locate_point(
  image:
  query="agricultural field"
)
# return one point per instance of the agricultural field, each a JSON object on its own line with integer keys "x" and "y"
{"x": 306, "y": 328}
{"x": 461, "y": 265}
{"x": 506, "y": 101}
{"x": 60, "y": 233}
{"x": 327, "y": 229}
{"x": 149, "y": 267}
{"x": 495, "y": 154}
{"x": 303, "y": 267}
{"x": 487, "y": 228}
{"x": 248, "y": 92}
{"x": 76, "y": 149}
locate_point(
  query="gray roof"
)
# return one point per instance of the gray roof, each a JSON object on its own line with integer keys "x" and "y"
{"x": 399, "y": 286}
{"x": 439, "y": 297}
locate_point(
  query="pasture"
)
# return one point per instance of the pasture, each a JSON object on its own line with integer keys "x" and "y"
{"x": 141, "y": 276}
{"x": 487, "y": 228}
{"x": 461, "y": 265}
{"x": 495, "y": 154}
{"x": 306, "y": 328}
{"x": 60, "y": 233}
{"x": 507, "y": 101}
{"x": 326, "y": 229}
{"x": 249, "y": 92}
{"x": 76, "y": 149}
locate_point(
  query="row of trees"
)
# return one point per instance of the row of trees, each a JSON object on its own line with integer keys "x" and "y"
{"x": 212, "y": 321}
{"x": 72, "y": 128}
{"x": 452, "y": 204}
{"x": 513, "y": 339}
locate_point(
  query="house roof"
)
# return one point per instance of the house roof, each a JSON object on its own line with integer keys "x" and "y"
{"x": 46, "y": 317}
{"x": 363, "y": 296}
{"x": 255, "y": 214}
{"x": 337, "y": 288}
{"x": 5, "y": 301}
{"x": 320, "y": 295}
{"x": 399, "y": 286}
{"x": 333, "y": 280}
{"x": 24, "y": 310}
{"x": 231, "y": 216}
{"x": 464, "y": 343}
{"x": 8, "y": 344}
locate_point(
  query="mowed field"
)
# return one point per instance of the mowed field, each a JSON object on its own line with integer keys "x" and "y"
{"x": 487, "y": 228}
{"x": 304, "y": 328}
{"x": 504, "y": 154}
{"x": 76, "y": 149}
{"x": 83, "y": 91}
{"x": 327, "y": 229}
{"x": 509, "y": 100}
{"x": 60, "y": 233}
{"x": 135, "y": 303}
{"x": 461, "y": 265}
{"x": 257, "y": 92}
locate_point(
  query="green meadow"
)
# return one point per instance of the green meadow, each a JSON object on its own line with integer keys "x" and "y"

### What the task asks:
The response should consist of all the entries, transcribed exactly.

### Solution for this exercise:
locate_point(
  image:
  query="agricultural field"
)
# return one point per instance of the agricultural field, each a JSON object on its own line with integer keys "x" and "y"
{"x": 306, "y": 328}
{"x": 461, "y": 265}
{"x": 506, "y": 101}
{"x": 60, "y": 233}
{"x": 327, "y": 229}
{"x": 149, "y": 267}
{"x": 495, "y": 154}
{"x": 303, "y": 267}
{"x": 487, "y": 228}
{"x": 248, "y": 92}
{"x": 76, "y": 149}
locate_point(
  query="gray roof"
)
# return one point per instance of the gray roof, each a JSON object on its own line with integer keys "x" and "y"
{"x": 399, "y": 286}
{"x": 439, "y": 297}
locate_point(
  query="pasture"
)
# return one point per instance of the pasture, each a JSON object on its own line with integer keys "x" and "y"
{"x": 141, "y": 276}
{"x": 487, "y": 228}
{"x": 461, "y": 265}
{"x": 495, "y": 154}
{"x": 306, "y": 328}
{"x": 60, "y": 233}
{"x": 507, "y": 101}
{"x": 326, "y": 229}
{"x": 249, "y": 92}
{"x": 76, "y": 149}
locate_point(
  query="row of trees"
)
# return one point per instance of the row of trees, each a JSON object on its own line with integer keys "x" and "y"
{"x": 212, "y": 321}
{"x": 72, "y": 128}
{"x": 452, "y": 204}
{"x": 513, "y": 339}
locate_point(
  query="house roof"
)
# return one point per instance of the house roof, each a JSON object on its own line with integer keys "x" and "y"
{"x": 46, "y": 317}
{"x": 363, "y": 296}
{"x": 255, "y": 214}
{"x": 337, "y": 288}
{"x": 5, "y": 301}
{"x": 320, "y": 295}
{"x": 399, "y": 286}
{"x": 333, "y": 280}
{"x": 24, "y": 310}
{"x": 231, "y": 216}
{"x": 464, "y": 343}
{"x": 8, "y": 344}
locate_point(
  query="mowed field"
)
# return one point per instance of the mowed field, each a JSON object on its own line with integer keys "x" and "y"
{"x": 487, "y": 228}
{"x": 304, "y": 328}
{"x": 504, "y": 154}
{"x": 76, "y": 149}
{"x": 83, "y": 91}
{"x": 327, "y": 229}
{"x": 509, "y": 100}
{"x": 60, "y": 233}
{"x": 135, "y": 303}
{"x": 461, "y": 265}
{"x": 257, "y": 92}
locate_point(
  query="green meadow"
)
# return one point per instance of the green meadow, each a JSON object on its own line with integer keys "x" and "y"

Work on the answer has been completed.